Give back all of the data exactly as written.
····················
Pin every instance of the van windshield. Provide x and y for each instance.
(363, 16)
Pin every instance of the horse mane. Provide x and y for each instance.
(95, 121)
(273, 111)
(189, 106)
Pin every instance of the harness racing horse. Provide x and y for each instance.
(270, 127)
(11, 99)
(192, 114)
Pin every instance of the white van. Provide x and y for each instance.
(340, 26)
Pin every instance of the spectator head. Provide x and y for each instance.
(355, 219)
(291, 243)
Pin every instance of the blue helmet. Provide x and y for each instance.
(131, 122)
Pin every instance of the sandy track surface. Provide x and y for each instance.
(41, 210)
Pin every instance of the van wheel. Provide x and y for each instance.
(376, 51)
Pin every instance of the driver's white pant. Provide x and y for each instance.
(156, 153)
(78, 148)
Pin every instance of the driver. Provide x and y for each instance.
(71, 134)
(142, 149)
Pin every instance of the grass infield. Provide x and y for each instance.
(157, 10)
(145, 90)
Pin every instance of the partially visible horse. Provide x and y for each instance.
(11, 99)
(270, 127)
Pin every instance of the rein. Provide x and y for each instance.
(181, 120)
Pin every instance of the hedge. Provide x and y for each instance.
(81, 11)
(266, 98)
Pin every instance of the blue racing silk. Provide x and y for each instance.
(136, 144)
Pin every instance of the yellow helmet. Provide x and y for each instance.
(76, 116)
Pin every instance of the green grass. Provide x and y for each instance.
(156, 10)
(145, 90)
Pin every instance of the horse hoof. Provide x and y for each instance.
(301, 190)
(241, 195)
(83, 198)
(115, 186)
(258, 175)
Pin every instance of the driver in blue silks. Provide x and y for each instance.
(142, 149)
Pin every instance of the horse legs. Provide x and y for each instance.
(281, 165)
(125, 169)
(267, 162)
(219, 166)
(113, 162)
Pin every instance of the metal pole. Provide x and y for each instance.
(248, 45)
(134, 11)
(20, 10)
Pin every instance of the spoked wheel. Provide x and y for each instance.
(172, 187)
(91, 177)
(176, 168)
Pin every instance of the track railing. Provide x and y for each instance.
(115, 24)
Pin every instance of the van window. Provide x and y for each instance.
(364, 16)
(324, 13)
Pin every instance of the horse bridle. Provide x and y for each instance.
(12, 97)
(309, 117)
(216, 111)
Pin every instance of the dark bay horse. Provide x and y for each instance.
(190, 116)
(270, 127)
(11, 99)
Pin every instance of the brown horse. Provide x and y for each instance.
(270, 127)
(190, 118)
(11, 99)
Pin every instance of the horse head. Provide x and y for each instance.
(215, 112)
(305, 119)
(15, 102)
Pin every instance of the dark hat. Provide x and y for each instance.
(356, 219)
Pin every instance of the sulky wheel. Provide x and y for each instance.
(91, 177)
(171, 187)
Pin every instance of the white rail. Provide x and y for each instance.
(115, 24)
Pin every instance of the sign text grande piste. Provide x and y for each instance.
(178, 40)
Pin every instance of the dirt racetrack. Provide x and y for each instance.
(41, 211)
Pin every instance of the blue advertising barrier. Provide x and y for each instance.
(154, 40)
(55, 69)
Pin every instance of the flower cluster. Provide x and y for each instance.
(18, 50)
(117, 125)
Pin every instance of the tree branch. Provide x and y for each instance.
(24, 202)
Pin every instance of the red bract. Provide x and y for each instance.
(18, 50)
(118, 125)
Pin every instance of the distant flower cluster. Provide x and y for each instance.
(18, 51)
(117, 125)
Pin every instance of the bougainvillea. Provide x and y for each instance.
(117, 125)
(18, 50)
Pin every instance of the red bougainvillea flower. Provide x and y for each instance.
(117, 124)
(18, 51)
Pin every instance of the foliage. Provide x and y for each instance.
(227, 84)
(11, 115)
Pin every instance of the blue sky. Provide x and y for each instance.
····················
Response area:
Pin every instance of the van windshield. Provide x and y for each instance.
(363, 16)
Pin every instance of the horse mane. Provide x and y for each instance.
(95, 121)
(273, 111)
(189, 106)
Pin every instance of the harness racing horse. Provide x and y for each instance.
(270, 127)
(11, 99)
(192, 114)
Pin every instance of the white van. Provide x and y for each instance.
(340, 26)
Pin every instance of the spectator head. Provide x and y for each instance.
(355, 219)
(291, 243)
Pin every instance of the blue helmet. Provide x and y for each instance.
(131, 122)
Pin every instance of the sandy track surface. Provide x and y for each instance.
(41, 210)
Pin every instance of the van wheel. Provide x and y for each instance.
(376, 51)
Pin every instance of the driver's white pant. Provide x and y for each instance.
(156, 153)
(78, 148)
Pin every instance of the driver. Provide x and y for each instance.
(71, 134)
(142, 149)
Pin every instance of the grass infield. Provide x and y for each instance.
(157, 10)
(145, 90)
Pin every instance of the partially visible horse. Provide x and y for each instance.
(11, 99)
(270, 127)
Pin every instance of the rein. Provide x and y for each instance.
(181, 120)
Pin every instance of the hedge. Provide x and y for each instance.
(81, 11)
(266, 98)
Pin every instance of the blue racing silk. Provide x and y for each instance.
(136, 144)
Pin every instance of the yellow helmet. Provide x and y for each instance.
(76, 116)
Pin every instance of the green grass. Provide x and y for each instance.
(156, 10)
(145, 90)
Pin every instance of the horse hoof. Provide x and y for each instance.
(301, 190)
(241, 195)
(83, 198)
(115, 186)
(258, 175)
Pin every instance of the driver in blue silks. Provide x and y for each instance.
(142, 149)
Pin every instance of the horse legs. Provide x and y for each instance.
(281, 165)
(125, 169)
(267, 162)
(219, 166)
(113, 162)
Pin every instance of the metal pole. Provide x and y for each instance.
(248, 45)
(134, 11)
(20, 10)
Pin every instance of the spoked wheel. Provide x and y for each instance.
(172, 187)
(91, 177)
(176, 168)
Pin every instance of the track railing. Provide x and y for each instance.
(115, 24)
Pin every instance of the van window. Provide x and y for each instance.
(364, 16)
(324, 13)
Pin every instance of the horse bridle. Provide x and y for each instance.
(12, 97)
(309, 117)
(216, 111)
Pin every instance of the dark bay horse. Provide x and y for each instance.
(190, 116)
(270, 127)
(11, 99)
Pin every instance of the brown horse. Provide x and y for each instance.
(270, 127)
(190, 118)
(11, 99)
Pin every instance of the horse head. Provide x and y for each instance.
(215, 112)
(305, 119)
(15, 102)
Pin every instance of the dark hat. Provide x and y for each instance.
(356, 219)
Pin every instance of the sulky wheel. Provide x and y for each instance.
(91, 177)
(171, 187)
Pin every instance of the white rail. Provide x and y for each instance.
(115, 24)
Pin every instance of the sign text grande piste. Provide x and y for each instance.
(178, 40)
Pin every instance of the dirt racetrack. Provide x and y for each instance.
(41, 211)
Pin every instance of the blue advertising barrier. Provide x and y for each instance.
(154, 40)
(55, 69)
Pin every instance of the flower cluster. Provide x and y for each instance.
(18, 50)
(117, 125)
Pin every instance of the tree branch. Provide x and y for each instance.
(24, 202)
Pin every instance of the red bract. Provide x and y for each instance.
(18, 50)
(118, 125)
Pin every instance of the distant flower cluster. Provide x and y for each instance.
(18, 51)
(117, 125)
Pin every instance of the bougainvillea. Provide x and y for each instance.
(117, 125)
(18, 50)
Pin every instance of the red bougainvillea flower. Provide x and y for each instance.
(117, 124)
(18, 51)
Pin every instance of the foliage. Provide x and y for each instance.
(227, 84)
(11, 115)
Pin every instance of the blue sky. Provide x and y for each instance.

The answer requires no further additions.